- _Sezione del documento_:
Nuovi inquietanti particolari della vicenda con al centro l'avvocato siracusano che sta scuotendo la magistratura. Due giorni dopo, la prima email del pm Storari a al procuratore di Milano Greco
E’ addirittura del nove dicembre 2019 il primo verbale in cui l’avvocato siracusano Piero Amara, interrogato a Milano, confessò di appartenere alla loggia segreta Ungheria.
E già due giorni dopo il pm Paolo Storari scrisse la prima delle tante mail al procuratore Francesco Greco per evidenziare la necessità di effettuare iscrizioni ai registri degli indagati per far partire immediatamente gli accertamenti sulla vicenda.

- _Problemi da risolvere_:
**1)** Stabilisci se ciascuna affermazione concorda con l'articolo su Piero Amara, rispondendo sì o no e citando le parole decisive: (a) Amara fu interrogato a Milano; (b) il primo verbale risale al dicembre 2020; (c) Storari scrisse la prima mail a Greco due giorni dopo quel verbale.
**2)** Secondo l'articolo su Piero Amara, a quale loggia segreta l'avvocato confessò di appartenere?

- _Dati di partenza_:
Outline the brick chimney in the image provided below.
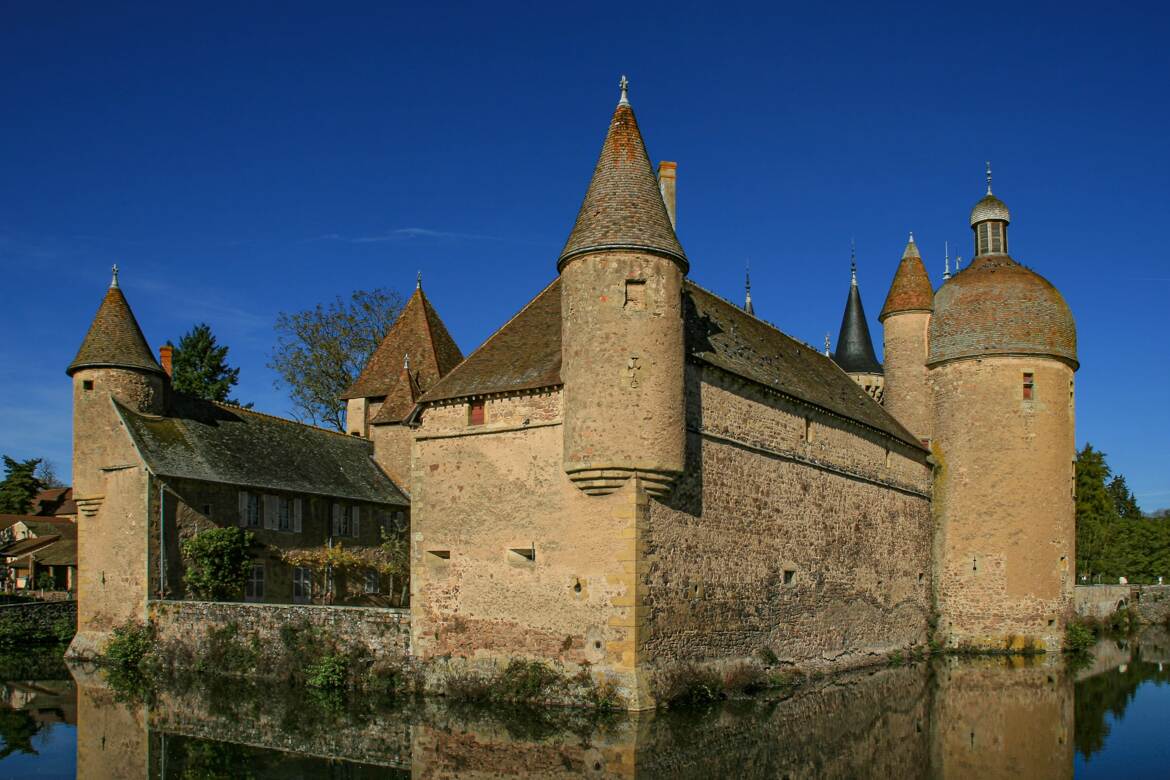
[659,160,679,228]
* * *
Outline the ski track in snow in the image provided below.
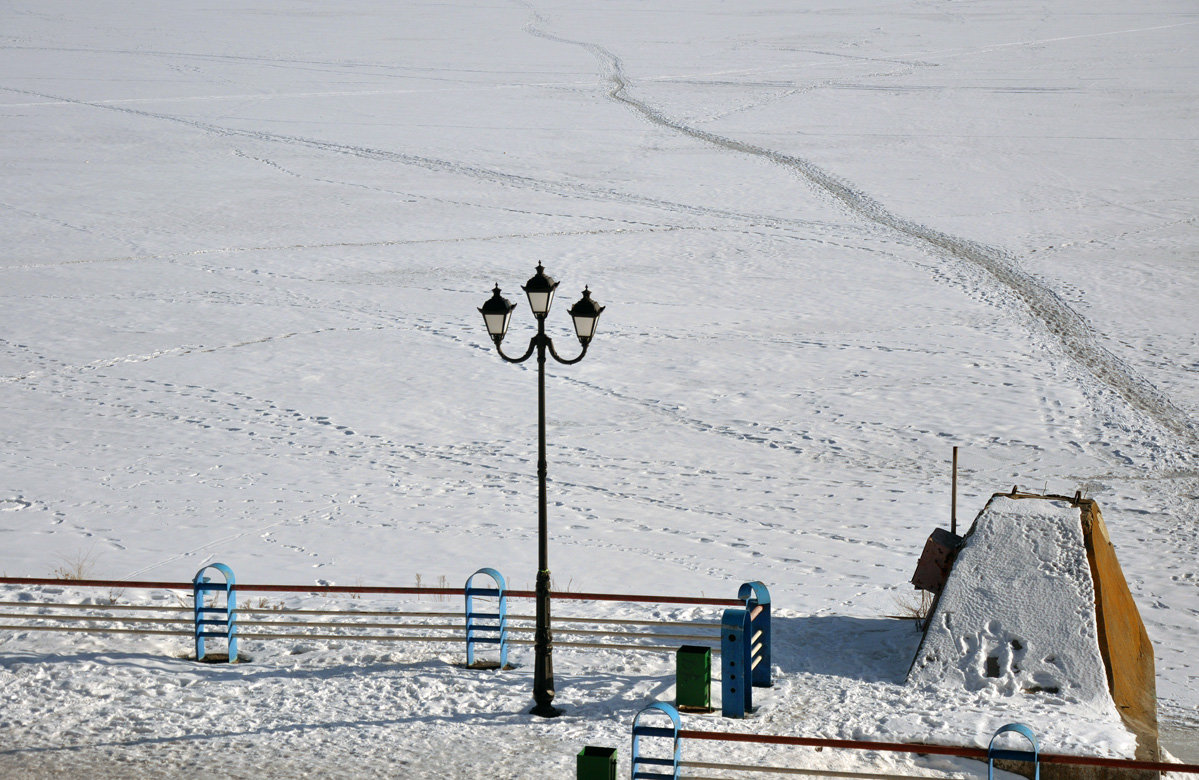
...
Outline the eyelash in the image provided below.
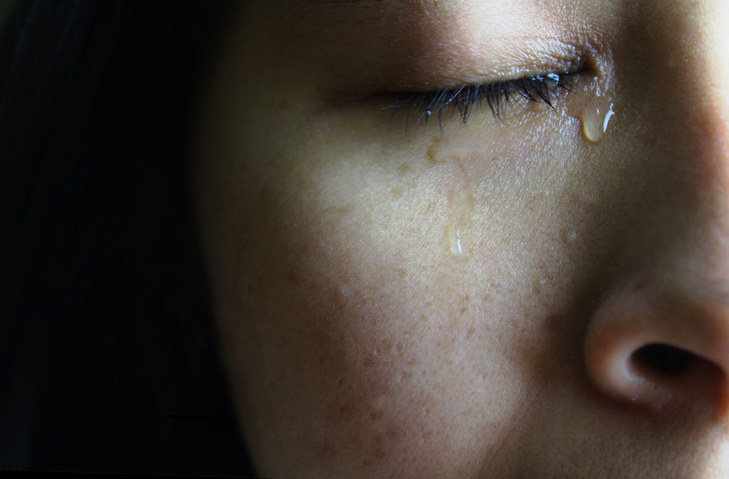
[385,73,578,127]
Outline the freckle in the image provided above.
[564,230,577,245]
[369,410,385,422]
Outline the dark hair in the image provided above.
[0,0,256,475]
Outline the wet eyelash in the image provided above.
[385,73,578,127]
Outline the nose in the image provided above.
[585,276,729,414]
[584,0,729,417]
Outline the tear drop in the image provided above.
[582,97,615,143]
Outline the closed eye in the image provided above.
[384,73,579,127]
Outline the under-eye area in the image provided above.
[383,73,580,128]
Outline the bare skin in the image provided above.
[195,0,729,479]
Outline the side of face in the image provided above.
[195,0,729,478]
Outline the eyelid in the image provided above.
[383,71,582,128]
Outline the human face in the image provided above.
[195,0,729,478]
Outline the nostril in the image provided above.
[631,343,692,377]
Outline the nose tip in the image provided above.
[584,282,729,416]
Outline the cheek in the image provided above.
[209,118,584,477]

- _Risposte ai compiti_:
**1)**
(a) Sì: «interrogato a Milano».
(b) No: «del nove dicembre 2019».
(c) Sì: «E già due giorni dopo il pm Paolo Storari scrisse la prima delle tante mail al procuratore Francesco Greco».

**2)** Alla loggia segreta Ungheria.